*BRIEF*
Show each line of the records below that contains the word "background", copying every such line in full.
-- SUPPLIED RECORDS start --
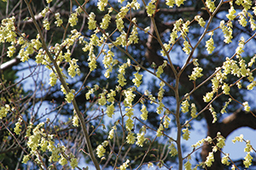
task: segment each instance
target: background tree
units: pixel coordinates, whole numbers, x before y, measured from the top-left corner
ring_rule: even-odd
[[[220,153],[231,132],[256,126],[248,106],[254,102],[245,101],[255,86],[253,2],[119,3],[1,2],[2,74],[20,60],[37,63],[28,65],[28,92],[15,76],[9,84],[1,79],[1,135],[12,141],[2,149],[2,166],[25,167],[23,157],[34,168],[65,168],[67,162],[74,167],[82,150],[97,169],[177,169],[175,161],[189,169],[181,140],[189,139],[189,124],[205,118],[208,137],[191,150],[202,149],[197,166],[238,168]],[[45,103],[51,109],[42,114]],[[247,143],[248,167],[254,150],[241,137],[236,141]],[[18,164],[6,163],[9,150]],[[106,160],[97,160],[94,152],[105,151]]]

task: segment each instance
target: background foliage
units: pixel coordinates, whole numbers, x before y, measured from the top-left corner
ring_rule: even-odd
[[[235,139],[245,143],[243,160],[222,148],[236,129],[256,128],[247,99],[256,85],[254,6],[1,2],[2,168],[82,169],[83,160],[96,169],[253,168],[247,139]],[[202,119],[207,137],[186,147]]]

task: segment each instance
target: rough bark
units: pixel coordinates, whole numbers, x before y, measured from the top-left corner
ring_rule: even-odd
[[[161,26],[161,23],[158,23],[158,28],[160,28],[159,31],[161,33],[161,31],[165,31],[166,26]],[[172,29],[172,25],[168,24],[169,29]],[[152,35],[155,35],[153,26],[151,26],[150,33]],[[152,36],[148,36],[148,41],[146,43],[147,46],[147,51],[145,53],[145,58],[147,59],[148,62],[149,64],[152,64],[154,62],[157,66],[163,64],[163,61],[166,60],[163,57],[160,56],[157,54],[157,48],[156,47],[159,45],[159,42],[155,38],[154,38]],[[189,65],[188,70],[192,71],[191,66]],[[170,67],[165,68],[165,73],[168,75],[170,77],[174,78],[174,74],[172,71]],[[188,75],[183,73],[180,77],[180,83],[182,86],[183,86],[188,91],[190,91],[193,89],[194,85],[193,83],[189,80]],[[200,108],[204,108],[207,105],[207,103],[205,103],[202,99],[203,94],[201,94],[201,91],[197,90],[195,91],[195,93],[192,94],[194,99],[196,100],[197,105]],[[254,111],[256,113],[256,111]],[[233,114],[230,115],[228,117],[224,118],[221,122],[216,122],[212,123],[212,113],[207,110],[203,113],[203,116],[207,121],[207,136],[210,136],[212,139],[214,139],[217,136],[217,133],[220,132],[222,136],[224,138],[227,138],[229,134],[230,134],[233,131],[236,129],[241,128],[241,127],[249,127],[251,128],[256,129],[256,117],[255,115],[252,113],[246,113],[245,111],[241,110],[241,109],[237,110]],[[214,141],[216,144],[216,141]],[[212,150],[213,144],[205,144],[202,147],[201,150],[201,159],[205,161],[209,154]],[[207,167],[207,170],[223,170],[224,165],[221,163],[221,154],[220,151],[217,151],[214,154],[215,162],[212,163],[212,166],[211,167]]]

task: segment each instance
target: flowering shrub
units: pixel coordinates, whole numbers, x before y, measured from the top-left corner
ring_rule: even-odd
[[[41,83],[42,89],[49,85],[47,88],[49,90],[42,90],[42,95],[45,95],[45,98],[39,98],[39,94],[35,92],[30,95],[27,102],[23,100],[22,93],[16,93],[17,96],[14,96],[9,90],[11,86],[9,88],[7,82],[1,80],[1,92],[4,94],[1,96],[0,102],[0,119],[3,124],[2,128],[7,129],[8,135],[22,148],[22,163],[33,162],[41,169],[53,169],[58,166],[63,168],[80,168],[79,156],[83,152],[89,156],[88,159],[92,162],[96,169],[106,166],[122,170],[143,166],[171,169],[172,165],[168,162],[171,158],[177,159],[175,168],[179,170],[183,167],[188,170],[192,167],[196,169],[200,167],[216,168],[214,166],[218,165],[215,163],[218,161],[223,165],[232,166],[232,169],[238,169],[231,156],[222,150],[225,146],[225,138],[230,133],[224,131],[224,128],[219,128],[214,134],[208,133],[212,136],[193,144],[189,153],[183,150],[182,144],[189,142],[191,122],[205,116],[210,131],[213,129],[211,127],[221,122],[218,111],[228,114],[229,110],[233,110],[234,108],[230,109],[230,105],[243,107],[242,110],[240,107],[236,110],[243,116],[256,117],[249,102],[235,99],[232,91],[242,87],[244,89],[253,90],[256,86],[253,76],[256,55],[250,57],[245,54],[247,45],[253,41],[256,33],[250,34],[248,37],[241,37],[238,41],[233,37],[233,25],[236,21],[238,21],[236,24],[241,29],[249,25],[250,31],[253,32],[256,28],[253,20],[256,7],[253,7],[250,1],[203,1],[201,8],[209,16],[207,19],[196,11],[190,20],[189,17],[178,19],[165,31],[157,23],[161,10],[178,10],[183,5],[188,5],[186,1],[167,0],[163,3],[159,0],[148,3],[144,0],[100,0],[96,3],[97,9],[95,11],[90,11],[90,4],[87,4],[90,3],[89,1],[84,1],[84,3],[70,1],[72,8],[68,18],[65,18],[67,14],[55,10],[58,5],[61,6],[61,2],[48,0],[48,4],[45,4],[47,7],[37,13],[32,7],[33,0],[24,2],[26,5],[24,10],[28,10],[30,17],[24,19],[22,22],[30,23],[36,30],[36,36],[32,34],[30,37],[30,35],[20,30],[21,16],[10,16],[2,20],[0,43],[4,46],[5,54],[1,58],[5,60],[17,58],[24,63],[32,59],[35,60],[37,67],[43,66],[44,71],[49,71],[50,73],[47,80],[35,80],[34,74],[30,76],[34,79],[35,84]],[[219,10],[228,3],[230,6],[224,15]],[[234,3],[240,6],[240,8],[236,10]],[[142,18],[136,18],[144,9],[145,17],[150,20],[147,26]],[[216,21],[218,20],[217,13],[224,18]],[[102,17],[98,17],[98,14]],[[166,17],[167,16],[164,18]],[[145,28],[142,26],[145,26]],[[56,31],[61,30],[63,37],[61,40],[57,40],[58,42],[52,43],[52,41],[56,41],[55,33],[52,32],[55,29]],[[166,31],[170,36],[165,36]],[[196,41],[192,37],[196,37],[195,34],[200,34]],[[219,48],[219,42],[216,39],[220,35],[225,45],[236,45],[236,49],[233,54],[225,54],[225,60],[222,64],[216,66],[215,71],[207,74],[204,61],[199,56],[200,50],[203,48],[204,56],[215,58],[214,55],[218,54],[216,50]],[[145,59],[137,58],[137,51],[134,50],[136,47],[143,45],[142,41],[145,37],[148,42],[143,46],[147,48],[143,54],[151,66],[144,65]],[[157,45],[154,47],[153,44]],[[77,48],[83,51],[81,55],[84,60],[74,54]],[[178,65],[175,64],[175,57],[172,55],[174,52],[184,56]],[[209,60],[213,62],[216,60],[218,57]],[[79,65],[81,62],[86,63],[86,69]],[[96,74],[102,68],[105,70],[101,73],[104,72],[104,76]],[[133,73],[131,74],[130,71]],[[131,75],[132,78],[128,75]],[[172,77],[172,81],[166,78],[166,75]],[[73,83],[81,77],[81,83]],[[94,80],[89,82],[89,77],[93,77]],[[96,79],[102,77],[111,84],[101,86],[102,79],[98,82]],[[153,92],[154,88],[150,86],[146,89],[145,82],[148,77],[157,83],[157,92]],[[203,94],[197,95],[196,93],[202,86],[207,88]],[[185,93],[182,87],[187,88]],[[52,99],[52,105],[55,108],[51,112],[56,114],[52,120],[48,117],[49,113],[39,116],[32,111],[36,107],[32,103],[40,100],[43,105],[50,89],[57,89],[59,94],[52,96],[59,98],[60,95],[62,99],[62,104],[57,106],[55,99]],[[172,98],[170,98],[171,92]],[[84,94],[83,99],[81,93]],[[218,99],[220,98],[224,100],[224,105],[218,110],[214,106],[219,104]],[[34,100],[32,101],[32,99]],[[170,99],[175,100],[172,103],[172,105],[170,101],[166,101]],[[21,101],[24,103],[21,104]],[[79,105],[79,102],[84,102],[83,105]],[[26,104],[32,105],[28,108]],[[67,122],[54,126],[58,123],[55,121],[58,113],[55,112],[65,110],[62,107],[68,110],[72,108],[73,111],[69,113],[73,115],[72,118],[69,117]],[[26,110],[26,109],[28,110]],[[236,121],[240,119],[237,111],[234,111],[233,115],[230,112],[228,116],[232,116]],[[156,113],[154,120],[157,125],[154,126],[150,125],[152,112]],[[15,118],[9,120],[12,115]],[[42,117],[47,118],[44,120]],[[250,118],[244,118],[242,121],[249,122],[248,119]],[[12,123],[9,124],[9,122]],[[242,123],[236,126],[247,126]],[[256,128],[253,126],[251,128]],[[95,133],[100,131],[100,127],[106,131],[102,135],[102,141],[92,142]],[[175,136],[171,133],[173,127],[176,127]],[[235,126],[232,131],[237,128],[240,127]],[[72,129],[81,131],[79,134],[82,135],[75,136],[76,140],[69,136],[73,133],[70,131]],[[59,134],[62,132],[68,133],[62,137]],[[79,143],[79,138],[84,142]],[[162,139],[165,140],[165,145]],[[6,138],[3,138],[3,141]],[[247,156],[243,164],[245,167],[249,167],[253,159],[251,152],[255,152],[253,146],[242,136],[236,137],[233,142],[245,142],[244,151]],[[157,150],[155,143],[164,146],[164,149],[158,150],[158,156],[153,154]],[[80,147],[78,144],[84,145]],[[210,148],[207,156],[202,157],[201,162],[192,164],[191,156],[205,145]],[[132,157],[132,154],[129,155],[132,150],[141,152],[136,153],[136,156]],[[149,156],[151,160],[148,161]],[[221,158],[216,160],[216,156]],[[101,164],[104,164],[103,167]]]

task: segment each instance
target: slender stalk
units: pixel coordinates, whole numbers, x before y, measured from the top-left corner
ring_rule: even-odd
[[[176,105],[176,123],[177,123],[177,157],[178,157],[178,169],[183,170],[183,153],[182,153],[182,147],[181,147],[181,131],[182,126],[180,124],[180,99],[179,99],[179,93],[178,93],[178,86],[179,86],[179,76],[176,77],[176,85],[175,85],[175,98],[177,101]]]
[[[27,8],[28,8],[29,13],[31,14],[31,17],[32,18],[32,21],[34,23],[34,26],[36,26],[37,31],[38,31],[38,32],[40,36],[40,39],[42,41],[42,47],[45,50],[47,55],[49,56],[49,58],[50,59],[52,63],[54,64],[56,73],[59,76],[59,80],[61,81],[62,86],[64,87],[65,90],[67,93],[69,93],[70,89],[67,87],[67,85],[66,83],[66,81],[64,80],[64,78],[62,76],[62,74],[61,74],[61,71],[60,71],[59,65],[57,65],[56,61],[54,60],[54,58],[51,56],[49,51],[48,50],[47,45],[46,45],[46,43],[44,42],[44,37],[43,37],[43,33],[40,30],[40,27],[39,27],[38,24],[36,21],[36,19],[35,19],[35,16],[33,14],[33,12],[32,10],[32,8],[30,6],[30,3],[27,2],[27,0],[24,0],[24,1],[25,1],[26,4],[27,6]],[[78,116],[79,116],[80,123],[81,123],[81,127],[82,127],[82,130],[83,130],[83,133],[84,133],[84,139],[86,141],[86,146],[87,146],[87,149],[89,150],[90,157],[91,161],[93,162],[96,170],[100,170],[101,168],[100,168],[99,163],[98,163],[97,160],[96,159],[96,157],[94,156],[94,153],[93,153],[93,149],[92,149],[92,145],[91,145],[91,143],[90,143],[90,137],[89,137],[89,134],[88,134],[88,132],[87,132],[87,129],[86,129],[84,119],[84,117],[83,117],[83,116],[82,116],[82,114],[81,114],[81,112],[79,109],[79,106],[77,105],[77,102],[76,102],[75,99],[72,101],[72,103],[73,103],[73,105],[74,107],[74,110],[75,110],[76,113],[78,114]]]

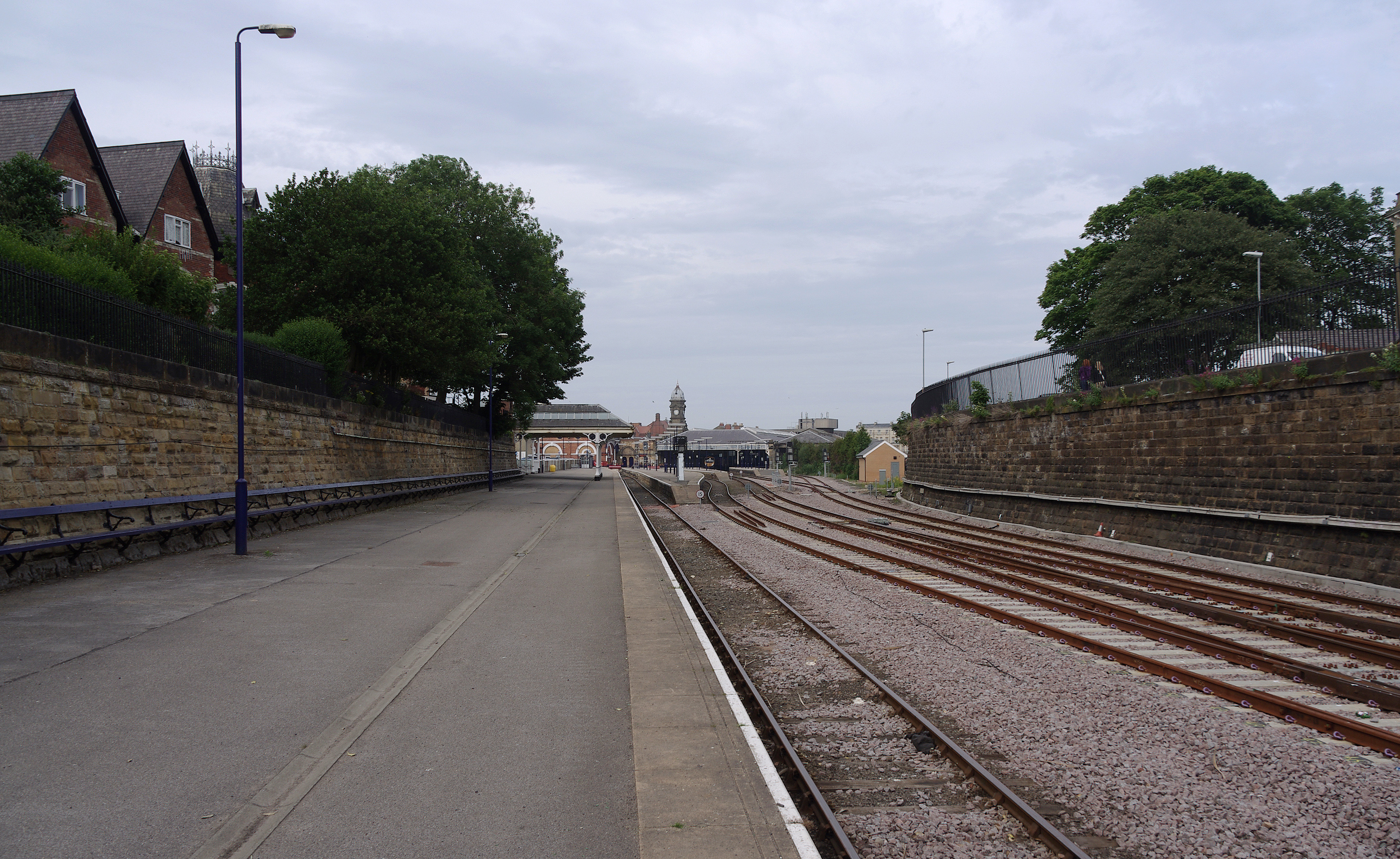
-- SUPPLIED RECORDS end --
*IN RESPONSE*
target: background tree
target: background foliage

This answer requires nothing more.